_Problem requirements_. Rewrite the forum post about pet shop licensing between "And in that" and "2006 already does.", inclusive, changing "PSL" to "pet shop licence".
#### Source passage
Do we really need another law that does the same thing?



> This petition relates to shops only, and does not hold any position over yourself as a keeper whatsoever, unless you wish to sell your animals from a licenced pet shop of your own.


Well, all things considered I'd PREFER not to have to register as a licenced pet shop ... but my local council seems to think that having two clutches of corn snake eggs this year - and the intent to breed corns and royals in the future - MIGHT mean I need a pet shop licence. I intend to argue that it's not being done in the course of a business (it won't even "break even" - we'll still be spending an obscene amount of money per year on food, electricity and housing/equipment for the animals) ... but the council might not see it that way.

And in that respect, if they say I *do* have to have a PSL to sell two clutches worth of corns a year, then the legislation you're proposing does affect me more than the AWA 2006 already does.



> We as the UK have an unwritten constitution allowing this practice to swiftly change the law. Don't like it, move to the USA or somewhere with a written codified constitution where stupid laws still exist and cannot be overridden.
########
#### Excerpted records
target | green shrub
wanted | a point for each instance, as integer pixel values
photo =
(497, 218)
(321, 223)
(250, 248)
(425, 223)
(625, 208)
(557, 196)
########
_Solved problem_.
And in that respect, if they say I *do* have to have a pet shop licence to sell two clutches worth of corns a year, then the legislation you're proposing does affect me more than the AWA 2006 already does.